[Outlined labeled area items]
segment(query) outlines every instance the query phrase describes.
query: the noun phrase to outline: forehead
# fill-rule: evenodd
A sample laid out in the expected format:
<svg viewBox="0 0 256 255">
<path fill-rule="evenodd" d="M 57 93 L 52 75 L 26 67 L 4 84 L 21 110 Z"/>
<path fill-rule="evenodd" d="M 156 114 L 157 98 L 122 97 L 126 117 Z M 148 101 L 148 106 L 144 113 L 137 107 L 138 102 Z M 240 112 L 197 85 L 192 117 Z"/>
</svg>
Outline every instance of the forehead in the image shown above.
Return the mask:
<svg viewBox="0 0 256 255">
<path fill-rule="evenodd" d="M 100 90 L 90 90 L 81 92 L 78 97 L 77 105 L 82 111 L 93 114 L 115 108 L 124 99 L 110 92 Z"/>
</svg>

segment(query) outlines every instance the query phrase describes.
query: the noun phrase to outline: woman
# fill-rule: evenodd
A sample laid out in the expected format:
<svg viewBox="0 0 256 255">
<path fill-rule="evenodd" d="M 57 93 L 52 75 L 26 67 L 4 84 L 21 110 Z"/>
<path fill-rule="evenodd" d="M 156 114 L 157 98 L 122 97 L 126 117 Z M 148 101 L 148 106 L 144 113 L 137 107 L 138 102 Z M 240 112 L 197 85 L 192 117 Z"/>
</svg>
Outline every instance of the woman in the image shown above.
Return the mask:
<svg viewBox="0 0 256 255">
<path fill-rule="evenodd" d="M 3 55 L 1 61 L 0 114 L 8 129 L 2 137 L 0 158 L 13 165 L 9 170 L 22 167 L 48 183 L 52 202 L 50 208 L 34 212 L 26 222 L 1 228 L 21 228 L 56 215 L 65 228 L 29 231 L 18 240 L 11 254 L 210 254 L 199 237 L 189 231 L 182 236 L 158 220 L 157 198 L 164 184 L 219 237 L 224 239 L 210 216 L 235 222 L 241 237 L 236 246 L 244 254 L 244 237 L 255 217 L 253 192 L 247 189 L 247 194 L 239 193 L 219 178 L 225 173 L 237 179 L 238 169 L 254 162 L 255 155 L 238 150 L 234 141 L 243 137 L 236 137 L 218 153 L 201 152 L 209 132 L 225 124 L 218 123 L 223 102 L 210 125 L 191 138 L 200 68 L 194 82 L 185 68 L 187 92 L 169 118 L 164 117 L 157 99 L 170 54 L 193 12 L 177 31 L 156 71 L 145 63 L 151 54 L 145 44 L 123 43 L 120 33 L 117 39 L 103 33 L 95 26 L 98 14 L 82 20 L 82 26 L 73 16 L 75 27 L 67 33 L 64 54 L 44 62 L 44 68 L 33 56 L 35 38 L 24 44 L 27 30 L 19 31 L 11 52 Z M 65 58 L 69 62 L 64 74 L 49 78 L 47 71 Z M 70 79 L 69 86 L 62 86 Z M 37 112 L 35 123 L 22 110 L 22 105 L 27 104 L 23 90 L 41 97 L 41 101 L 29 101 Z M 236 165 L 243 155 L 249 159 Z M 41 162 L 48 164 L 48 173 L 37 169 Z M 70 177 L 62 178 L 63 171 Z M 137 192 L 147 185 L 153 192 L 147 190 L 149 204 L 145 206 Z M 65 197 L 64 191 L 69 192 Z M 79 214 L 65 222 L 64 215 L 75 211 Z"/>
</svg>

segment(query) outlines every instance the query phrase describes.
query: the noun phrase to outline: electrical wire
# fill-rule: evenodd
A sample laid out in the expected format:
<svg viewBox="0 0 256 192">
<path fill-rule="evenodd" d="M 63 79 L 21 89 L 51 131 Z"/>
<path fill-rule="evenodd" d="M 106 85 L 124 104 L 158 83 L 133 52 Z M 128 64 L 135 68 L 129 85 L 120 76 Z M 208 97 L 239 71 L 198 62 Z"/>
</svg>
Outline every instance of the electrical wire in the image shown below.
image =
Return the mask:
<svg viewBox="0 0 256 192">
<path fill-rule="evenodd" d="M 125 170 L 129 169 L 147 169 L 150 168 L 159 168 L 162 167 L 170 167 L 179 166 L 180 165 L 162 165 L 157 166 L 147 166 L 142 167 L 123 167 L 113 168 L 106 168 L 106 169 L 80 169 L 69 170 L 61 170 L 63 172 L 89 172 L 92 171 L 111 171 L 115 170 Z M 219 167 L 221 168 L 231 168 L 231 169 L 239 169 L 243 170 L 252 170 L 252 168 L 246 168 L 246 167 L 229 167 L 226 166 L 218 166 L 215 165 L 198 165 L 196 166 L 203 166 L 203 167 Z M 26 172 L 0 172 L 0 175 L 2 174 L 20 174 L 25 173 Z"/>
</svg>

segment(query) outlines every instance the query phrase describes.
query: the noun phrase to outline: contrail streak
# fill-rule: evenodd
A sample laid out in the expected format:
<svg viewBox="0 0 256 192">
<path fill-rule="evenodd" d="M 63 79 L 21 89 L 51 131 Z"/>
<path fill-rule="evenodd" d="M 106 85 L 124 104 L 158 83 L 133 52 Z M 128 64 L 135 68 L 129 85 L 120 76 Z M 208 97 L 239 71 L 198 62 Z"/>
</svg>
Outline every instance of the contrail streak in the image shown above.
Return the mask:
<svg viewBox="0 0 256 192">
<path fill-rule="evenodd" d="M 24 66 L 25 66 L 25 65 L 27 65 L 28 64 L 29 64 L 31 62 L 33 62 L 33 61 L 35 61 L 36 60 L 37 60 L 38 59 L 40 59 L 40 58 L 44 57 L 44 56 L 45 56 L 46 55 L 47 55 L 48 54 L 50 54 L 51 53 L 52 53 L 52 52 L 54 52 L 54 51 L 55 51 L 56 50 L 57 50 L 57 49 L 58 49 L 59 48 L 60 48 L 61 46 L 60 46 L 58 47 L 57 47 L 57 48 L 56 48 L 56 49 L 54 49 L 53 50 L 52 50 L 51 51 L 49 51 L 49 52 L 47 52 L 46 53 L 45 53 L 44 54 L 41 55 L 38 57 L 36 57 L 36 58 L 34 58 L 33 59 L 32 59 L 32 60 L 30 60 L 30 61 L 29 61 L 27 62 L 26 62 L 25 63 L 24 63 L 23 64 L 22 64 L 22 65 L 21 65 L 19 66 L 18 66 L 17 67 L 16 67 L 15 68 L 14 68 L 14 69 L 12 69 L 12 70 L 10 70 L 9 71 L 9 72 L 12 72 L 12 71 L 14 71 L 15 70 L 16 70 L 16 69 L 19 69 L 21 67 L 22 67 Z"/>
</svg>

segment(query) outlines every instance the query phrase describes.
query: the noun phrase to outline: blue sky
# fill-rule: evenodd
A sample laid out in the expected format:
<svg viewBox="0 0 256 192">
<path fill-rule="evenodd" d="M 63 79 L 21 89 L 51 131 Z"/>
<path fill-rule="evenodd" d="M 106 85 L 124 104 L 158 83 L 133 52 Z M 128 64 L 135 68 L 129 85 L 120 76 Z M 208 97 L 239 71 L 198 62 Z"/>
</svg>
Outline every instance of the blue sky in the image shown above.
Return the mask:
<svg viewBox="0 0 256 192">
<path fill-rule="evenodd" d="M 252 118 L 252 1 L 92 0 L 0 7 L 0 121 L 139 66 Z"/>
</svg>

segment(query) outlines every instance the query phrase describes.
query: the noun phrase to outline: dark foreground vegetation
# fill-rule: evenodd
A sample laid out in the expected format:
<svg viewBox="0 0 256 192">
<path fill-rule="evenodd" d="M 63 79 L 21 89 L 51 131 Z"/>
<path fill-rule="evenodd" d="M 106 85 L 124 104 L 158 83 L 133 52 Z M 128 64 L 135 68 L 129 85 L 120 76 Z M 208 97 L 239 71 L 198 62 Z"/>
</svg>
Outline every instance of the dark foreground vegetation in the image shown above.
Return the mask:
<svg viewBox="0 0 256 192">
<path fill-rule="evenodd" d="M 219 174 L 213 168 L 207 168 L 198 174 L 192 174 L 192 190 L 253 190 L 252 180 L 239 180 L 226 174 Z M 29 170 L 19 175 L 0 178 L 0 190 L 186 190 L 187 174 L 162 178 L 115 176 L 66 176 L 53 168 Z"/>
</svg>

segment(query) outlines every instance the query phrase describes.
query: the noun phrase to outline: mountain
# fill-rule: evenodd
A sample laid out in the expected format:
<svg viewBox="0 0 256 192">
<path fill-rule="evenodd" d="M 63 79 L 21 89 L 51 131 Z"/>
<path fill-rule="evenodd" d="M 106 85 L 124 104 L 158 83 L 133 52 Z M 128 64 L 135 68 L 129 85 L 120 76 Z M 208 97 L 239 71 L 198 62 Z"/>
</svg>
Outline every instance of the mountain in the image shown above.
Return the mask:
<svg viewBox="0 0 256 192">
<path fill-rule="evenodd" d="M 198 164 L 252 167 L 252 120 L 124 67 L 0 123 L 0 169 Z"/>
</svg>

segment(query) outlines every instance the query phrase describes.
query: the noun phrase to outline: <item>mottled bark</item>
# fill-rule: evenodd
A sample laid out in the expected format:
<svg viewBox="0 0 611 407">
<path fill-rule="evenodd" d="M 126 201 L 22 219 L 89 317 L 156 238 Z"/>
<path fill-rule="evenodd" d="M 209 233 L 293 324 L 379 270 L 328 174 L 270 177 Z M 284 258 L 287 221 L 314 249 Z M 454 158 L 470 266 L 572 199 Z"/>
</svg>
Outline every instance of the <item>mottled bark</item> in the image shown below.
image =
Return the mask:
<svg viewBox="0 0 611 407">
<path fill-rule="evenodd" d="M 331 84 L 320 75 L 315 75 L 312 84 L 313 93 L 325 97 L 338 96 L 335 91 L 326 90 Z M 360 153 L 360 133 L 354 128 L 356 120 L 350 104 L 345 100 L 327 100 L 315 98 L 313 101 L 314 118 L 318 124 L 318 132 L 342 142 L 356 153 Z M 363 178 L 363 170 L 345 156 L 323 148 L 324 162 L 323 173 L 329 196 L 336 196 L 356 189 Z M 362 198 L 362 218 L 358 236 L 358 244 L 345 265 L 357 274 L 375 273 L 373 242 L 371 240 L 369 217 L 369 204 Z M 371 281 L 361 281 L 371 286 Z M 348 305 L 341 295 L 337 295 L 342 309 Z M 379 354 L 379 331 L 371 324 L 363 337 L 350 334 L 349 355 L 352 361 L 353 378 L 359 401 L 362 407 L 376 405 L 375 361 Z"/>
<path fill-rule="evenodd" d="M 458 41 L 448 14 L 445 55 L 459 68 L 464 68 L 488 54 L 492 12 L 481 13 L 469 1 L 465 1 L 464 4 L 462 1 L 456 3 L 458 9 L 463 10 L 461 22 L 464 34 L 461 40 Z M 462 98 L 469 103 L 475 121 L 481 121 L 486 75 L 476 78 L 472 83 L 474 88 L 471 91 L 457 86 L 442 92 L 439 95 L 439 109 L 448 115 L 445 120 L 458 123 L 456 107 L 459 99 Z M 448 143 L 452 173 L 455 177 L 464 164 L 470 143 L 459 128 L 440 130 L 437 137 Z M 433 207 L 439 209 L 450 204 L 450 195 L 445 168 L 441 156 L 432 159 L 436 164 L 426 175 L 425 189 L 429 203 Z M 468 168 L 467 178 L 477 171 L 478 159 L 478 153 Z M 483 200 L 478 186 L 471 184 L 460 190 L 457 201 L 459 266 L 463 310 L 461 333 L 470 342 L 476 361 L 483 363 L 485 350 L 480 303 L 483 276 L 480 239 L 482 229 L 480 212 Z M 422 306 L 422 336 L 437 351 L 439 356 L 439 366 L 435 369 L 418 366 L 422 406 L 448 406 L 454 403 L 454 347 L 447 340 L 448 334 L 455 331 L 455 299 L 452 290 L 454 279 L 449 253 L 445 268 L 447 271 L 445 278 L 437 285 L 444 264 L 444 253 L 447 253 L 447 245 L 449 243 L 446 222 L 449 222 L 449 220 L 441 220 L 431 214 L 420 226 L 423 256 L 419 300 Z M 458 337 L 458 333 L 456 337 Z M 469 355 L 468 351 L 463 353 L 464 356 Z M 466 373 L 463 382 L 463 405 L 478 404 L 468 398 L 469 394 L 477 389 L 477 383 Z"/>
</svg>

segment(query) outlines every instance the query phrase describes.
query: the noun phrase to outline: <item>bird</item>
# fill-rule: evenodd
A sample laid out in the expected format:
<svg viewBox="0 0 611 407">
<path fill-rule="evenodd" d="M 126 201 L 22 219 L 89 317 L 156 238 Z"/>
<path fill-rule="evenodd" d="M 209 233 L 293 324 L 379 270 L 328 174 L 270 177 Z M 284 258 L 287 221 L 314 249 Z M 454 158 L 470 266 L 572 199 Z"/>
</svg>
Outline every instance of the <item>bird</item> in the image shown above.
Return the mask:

- **Your task**
How many lines in the listing above contain the word "bark"? Reply with the number only.

- **Reply**
2